» Tarea indicada:
Muestre cada línea de las entradas que contenga la cadena "blurred". Se distinguen mayúsculas y minúsculas.

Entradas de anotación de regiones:
━━━━━━━━━━━━━━━━━━━━
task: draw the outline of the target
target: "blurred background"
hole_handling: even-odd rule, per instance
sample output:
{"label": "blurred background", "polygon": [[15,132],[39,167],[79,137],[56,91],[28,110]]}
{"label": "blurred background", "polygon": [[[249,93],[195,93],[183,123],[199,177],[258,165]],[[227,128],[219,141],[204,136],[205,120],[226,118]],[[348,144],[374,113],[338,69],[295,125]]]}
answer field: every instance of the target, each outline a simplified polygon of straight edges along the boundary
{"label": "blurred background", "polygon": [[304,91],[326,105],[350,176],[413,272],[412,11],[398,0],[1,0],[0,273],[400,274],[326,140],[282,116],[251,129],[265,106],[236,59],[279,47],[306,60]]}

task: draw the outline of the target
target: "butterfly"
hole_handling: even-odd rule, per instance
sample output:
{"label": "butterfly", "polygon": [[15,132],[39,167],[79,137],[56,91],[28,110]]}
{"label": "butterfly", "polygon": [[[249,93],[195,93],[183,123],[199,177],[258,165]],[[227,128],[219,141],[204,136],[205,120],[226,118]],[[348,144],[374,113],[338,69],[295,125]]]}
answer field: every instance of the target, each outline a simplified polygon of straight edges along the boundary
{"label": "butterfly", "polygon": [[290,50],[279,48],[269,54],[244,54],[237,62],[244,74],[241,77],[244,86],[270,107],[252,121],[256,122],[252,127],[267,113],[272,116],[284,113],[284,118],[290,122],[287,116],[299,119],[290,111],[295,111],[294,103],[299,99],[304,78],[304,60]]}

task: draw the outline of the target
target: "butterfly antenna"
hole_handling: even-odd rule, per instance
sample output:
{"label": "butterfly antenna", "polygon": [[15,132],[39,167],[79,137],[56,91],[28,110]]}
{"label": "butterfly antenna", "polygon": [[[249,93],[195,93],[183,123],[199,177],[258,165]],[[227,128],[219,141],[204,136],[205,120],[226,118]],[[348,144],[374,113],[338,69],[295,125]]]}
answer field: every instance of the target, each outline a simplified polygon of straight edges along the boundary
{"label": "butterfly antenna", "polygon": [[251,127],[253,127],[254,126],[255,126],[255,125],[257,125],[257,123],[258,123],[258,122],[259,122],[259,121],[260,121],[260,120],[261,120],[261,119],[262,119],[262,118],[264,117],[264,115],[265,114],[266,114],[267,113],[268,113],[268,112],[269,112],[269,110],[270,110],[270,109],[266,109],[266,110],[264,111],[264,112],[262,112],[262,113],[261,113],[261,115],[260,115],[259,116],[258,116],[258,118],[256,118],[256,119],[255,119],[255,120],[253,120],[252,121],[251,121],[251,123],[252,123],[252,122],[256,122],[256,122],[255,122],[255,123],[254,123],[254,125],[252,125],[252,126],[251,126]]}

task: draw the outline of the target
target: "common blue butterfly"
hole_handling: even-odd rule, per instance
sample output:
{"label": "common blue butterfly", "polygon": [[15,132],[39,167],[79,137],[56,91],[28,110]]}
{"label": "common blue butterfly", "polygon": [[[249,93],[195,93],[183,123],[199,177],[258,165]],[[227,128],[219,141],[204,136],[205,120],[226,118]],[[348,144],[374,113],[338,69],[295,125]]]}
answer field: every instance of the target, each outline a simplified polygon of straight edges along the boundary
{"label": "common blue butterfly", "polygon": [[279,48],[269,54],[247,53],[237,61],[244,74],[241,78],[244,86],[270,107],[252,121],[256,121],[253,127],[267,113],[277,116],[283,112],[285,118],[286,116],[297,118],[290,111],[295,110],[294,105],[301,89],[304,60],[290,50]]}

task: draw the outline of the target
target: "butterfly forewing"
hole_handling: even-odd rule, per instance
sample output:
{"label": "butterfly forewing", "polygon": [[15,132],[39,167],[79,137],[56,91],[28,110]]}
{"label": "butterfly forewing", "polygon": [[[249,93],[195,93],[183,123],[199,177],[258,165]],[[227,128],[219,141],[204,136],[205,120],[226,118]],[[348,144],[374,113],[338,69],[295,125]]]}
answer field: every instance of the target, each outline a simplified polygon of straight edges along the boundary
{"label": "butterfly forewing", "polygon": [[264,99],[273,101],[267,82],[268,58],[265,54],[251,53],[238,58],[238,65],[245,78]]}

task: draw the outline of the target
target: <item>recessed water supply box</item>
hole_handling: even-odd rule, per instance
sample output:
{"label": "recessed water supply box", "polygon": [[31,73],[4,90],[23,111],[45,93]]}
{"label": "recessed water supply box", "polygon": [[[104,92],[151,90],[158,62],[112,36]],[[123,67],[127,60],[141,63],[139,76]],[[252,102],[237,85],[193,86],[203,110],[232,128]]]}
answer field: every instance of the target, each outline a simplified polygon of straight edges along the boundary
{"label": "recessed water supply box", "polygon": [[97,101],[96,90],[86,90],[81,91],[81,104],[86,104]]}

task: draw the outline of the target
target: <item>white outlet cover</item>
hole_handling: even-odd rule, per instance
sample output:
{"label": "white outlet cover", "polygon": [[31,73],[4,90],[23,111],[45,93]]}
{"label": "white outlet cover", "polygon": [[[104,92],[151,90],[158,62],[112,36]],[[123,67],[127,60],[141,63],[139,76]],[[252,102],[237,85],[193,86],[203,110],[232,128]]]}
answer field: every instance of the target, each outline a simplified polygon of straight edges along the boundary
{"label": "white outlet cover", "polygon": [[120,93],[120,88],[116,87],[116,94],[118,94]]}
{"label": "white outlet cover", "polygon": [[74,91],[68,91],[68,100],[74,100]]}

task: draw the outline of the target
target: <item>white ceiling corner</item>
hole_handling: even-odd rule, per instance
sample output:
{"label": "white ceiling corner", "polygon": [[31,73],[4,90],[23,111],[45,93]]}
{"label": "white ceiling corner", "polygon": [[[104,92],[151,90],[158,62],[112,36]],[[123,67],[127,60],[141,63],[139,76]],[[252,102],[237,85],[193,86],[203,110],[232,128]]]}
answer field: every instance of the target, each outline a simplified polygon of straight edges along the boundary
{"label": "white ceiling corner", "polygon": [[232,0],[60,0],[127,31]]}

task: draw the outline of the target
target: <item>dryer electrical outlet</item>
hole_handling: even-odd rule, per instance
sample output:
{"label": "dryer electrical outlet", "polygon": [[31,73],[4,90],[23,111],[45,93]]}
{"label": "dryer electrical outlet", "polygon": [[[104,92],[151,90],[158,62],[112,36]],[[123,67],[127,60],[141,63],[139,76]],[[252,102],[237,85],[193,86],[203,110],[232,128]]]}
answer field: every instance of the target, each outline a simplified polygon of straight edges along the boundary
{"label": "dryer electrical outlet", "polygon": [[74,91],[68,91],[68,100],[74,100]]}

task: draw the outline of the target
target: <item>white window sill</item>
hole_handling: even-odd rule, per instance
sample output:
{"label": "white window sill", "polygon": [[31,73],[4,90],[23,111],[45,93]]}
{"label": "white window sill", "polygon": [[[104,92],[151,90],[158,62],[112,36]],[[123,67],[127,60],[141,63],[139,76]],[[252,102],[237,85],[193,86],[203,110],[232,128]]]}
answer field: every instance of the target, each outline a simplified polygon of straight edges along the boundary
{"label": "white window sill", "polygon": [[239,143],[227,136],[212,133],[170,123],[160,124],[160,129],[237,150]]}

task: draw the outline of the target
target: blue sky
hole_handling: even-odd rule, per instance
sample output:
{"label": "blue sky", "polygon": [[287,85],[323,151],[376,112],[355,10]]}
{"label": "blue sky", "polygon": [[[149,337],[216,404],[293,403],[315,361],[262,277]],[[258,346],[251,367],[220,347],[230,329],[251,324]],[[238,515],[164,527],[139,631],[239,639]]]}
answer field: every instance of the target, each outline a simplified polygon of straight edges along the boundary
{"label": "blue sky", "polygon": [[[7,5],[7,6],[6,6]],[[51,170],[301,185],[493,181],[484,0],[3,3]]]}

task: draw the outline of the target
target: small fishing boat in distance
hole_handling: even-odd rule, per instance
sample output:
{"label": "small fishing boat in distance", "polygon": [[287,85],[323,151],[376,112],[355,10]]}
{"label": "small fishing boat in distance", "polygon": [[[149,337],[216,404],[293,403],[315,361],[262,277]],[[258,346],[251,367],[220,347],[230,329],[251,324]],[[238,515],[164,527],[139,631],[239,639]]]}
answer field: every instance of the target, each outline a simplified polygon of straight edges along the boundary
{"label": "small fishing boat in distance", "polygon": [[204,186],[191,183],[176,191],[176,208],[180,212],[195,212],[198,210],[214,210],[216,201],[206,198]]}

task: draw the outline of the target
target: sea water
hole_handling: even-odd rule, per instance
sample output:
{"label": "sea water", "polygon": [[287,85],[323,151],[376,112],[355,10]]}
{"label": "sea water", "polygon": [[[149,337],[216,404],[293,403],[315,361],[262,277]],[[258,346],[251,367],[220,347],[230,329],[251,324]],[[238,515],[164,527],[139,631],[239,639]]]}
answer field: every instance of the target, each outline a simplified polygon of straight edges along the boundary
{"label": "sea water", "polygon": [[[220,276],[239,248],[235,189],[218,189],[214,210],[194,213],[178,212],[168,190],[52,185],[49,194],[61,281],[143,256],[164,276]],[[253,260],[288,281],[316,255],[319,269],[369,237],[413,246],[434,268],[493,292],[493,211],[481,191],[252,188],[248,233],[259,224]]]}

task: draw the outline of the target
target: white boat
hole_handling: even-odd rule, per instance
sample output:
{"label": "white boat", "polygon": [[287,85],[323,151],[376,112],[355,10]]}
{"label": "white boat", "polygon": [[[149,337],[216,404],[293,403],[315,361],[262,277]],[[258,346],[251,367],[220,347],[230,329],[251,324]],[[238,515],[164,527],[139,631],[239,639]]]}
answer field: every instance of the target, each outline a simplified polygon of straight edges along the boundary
━━━━━━━━━━━━━━━━━━━━
» Respuesta:
target: "blurred background"
{"label": "blurred background", "polygon": [[15,132],[39,167],[79,137],[56,91],[28,110]]}
{"label": "blurred background", "polygon": [[[249,93],[195,93],[183,123],[199,177],[258,165]],[[227,128],[219,141],[204,136],[205,120],[226,118]],[[348,144],[374,113],[338,69],[295,125]]]}
{"label": "blurred background", "polygon": [[304,91],[326,105],[350,176],[413,272],[412,11],[398,0],[1,0],[0,273],[400,274],[326,140],[282,116],[251,129],[265,106],[236,59],[279,47],[306,60]]}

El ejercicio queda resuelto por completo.